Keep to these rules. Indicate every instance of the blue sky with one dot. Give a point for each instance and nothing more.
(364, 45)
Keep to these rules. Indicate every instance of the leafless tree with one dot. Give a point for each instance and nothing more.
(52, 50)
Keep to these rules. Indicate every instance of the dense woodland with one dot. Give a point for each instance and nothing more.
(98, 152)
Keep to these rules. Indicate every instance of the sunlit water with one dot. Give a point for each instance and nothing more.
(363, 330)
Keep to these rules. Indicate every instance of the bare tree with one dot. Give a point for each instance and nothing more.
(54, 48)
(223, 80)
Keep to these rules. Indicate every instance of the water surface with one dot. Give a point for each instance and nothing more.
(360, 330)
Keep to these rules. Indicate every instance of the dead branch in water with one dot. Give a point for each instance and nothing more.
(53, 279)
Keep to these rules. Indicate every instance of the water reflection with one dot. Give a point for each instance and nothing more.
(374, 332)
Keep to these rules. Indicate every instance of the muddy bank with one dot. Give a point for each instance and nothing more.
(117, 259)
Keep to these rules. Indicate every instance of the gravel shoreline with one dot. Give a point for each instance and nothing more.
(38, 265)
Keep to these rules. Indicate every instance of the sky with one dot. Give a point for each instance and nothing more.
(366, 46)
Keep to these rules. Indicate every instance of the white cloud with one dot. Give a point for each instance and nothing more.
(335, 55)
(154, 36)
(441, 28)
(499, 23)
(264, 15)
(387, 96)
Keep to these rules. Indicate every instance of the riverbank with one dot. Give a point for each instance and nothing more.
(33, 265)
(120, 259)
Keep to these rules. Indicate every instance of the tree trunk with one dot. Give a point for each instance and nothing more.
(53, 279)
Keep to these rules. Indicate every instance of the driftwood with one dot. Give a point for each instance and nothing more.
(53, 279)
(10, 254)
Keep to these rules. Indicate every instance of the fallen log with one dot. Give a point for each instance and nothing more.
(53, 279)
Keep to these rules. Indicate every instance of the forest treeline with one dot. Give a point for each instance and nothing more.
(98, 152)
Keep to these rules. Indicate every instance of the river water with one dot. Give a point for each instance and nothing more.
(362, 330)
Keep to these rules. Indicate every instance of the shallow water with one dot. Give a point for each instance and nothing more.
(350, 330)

════

Please render every line of the entries above as a Markdown table with the columns "Row" and "Entry line," numbering the rows and leaving out blank lines.

**Complete response:**
| Row | Entry line |
|---|---|
| 1 | Keep to these rules. Indicate every instance of the blue sky with one dot. Give a point for each instance and nothing more. |
| 2 | (364, 45) |
| 3 | Keep to these rules. Indicate every instance of the leafless tree with one dot. Give a point for each instance and nothing more. |
| 4 | (52, 50) |
| 5 | Keep to these rules. Indicate every instance of the dense woodland with one dot. Give a point for each instance and nothing more. |
| 6 | (98, 152) |
| 7 | Keep to these rules. Indicate every instance of the sunlit water with one dot. Give a point for each instance and nothing more. |
| 8 | (363, 330) |
| 9 | Keep to these rules. Indicate every instance of the bare tree with one dot. Give a point for each instance and nothing more. |
| 10 | (54, 48) |
| 11 | (223, 80) |
| 12 | Keep to these rules. Indicate every instance of the water surface with one dot. Give a point for each instance and nothing more. |
| 13 | (360, 330) |
| 14 | Keep to these rules. Indicate every instance of the dead branch in water with one dot. Give a point for each instance and nothing more. |
| 15 | (53, 279) |
| 16 | Keep to these rules. Indicate every instance of the water reflection with one dot. Give a point for each instance and nothing more. |
| 17 | (374, 332) |
| 18 | Keep to these rules. Indicate every instance of the muddy bank with one dot. Give a point for each instance and nothing more. |
| 19 | (117, 259) |
| 20 | Keep to these rules. Indicate every instance of the gravel shoreline with one dot. Give a point for each instance and nothing more. |
| 21 | (38, 265) |
| 22 | Keep to these rules. Indicate every instance of the sky with one dot. Give a point for each instance and nothing more. |
| 23 | (366, 46) |
| 24 | Keep to these rules. Indicate every instance of the white cloud with one dot. Give a point for each instance and nothing more. |
| 25 | (335, 55) |
| 26 | (154, 36) |
| 27 | (441, 28) |
| 28 | (499, 23) |
| 29 | (264, 15) |
| 30 | (387, 96) |
| 31 | Keep to these rules. Indicate every instance of the riverbank with one dot. Give a point for each instance and nothing more. |
| 32 | (33, 265) |
| 33 | (120, 259) |
| 34 | Keep to these rules. Indicate every instance of the tree trunk with one dot. Give a point for each instance and nothing more. |
| 35 | (53, 279) |
| 36 | Keep to these rules. Indicate every instance of the driftwood with one dot. Give a point for each instance and nothing more. |
| 37 | (53, 279) |
| 38 | (10, 254) |
| 39 | Keep to these rules. Indicate every instance of the fallen log with one dot. Give a point for each instance and nothing more. |
| 40 | (53, 279) |
| 41 | Keep to these rules. Indicate every instance of the forest treeline with one dot. Give a point for each instance and nothing more. |
| 42 | (98, 152) |
| 43 | Keep to these rules. Indicate every instance of the river water with one dot. Give a point for each instance and nothing more. |
| 44 | (362, 330) |
| 45 | Keep to these rules. Indicate every instance of the shallow water with one dot. Give a point for each instance and nothing more. |
| 46 | (350, 330) |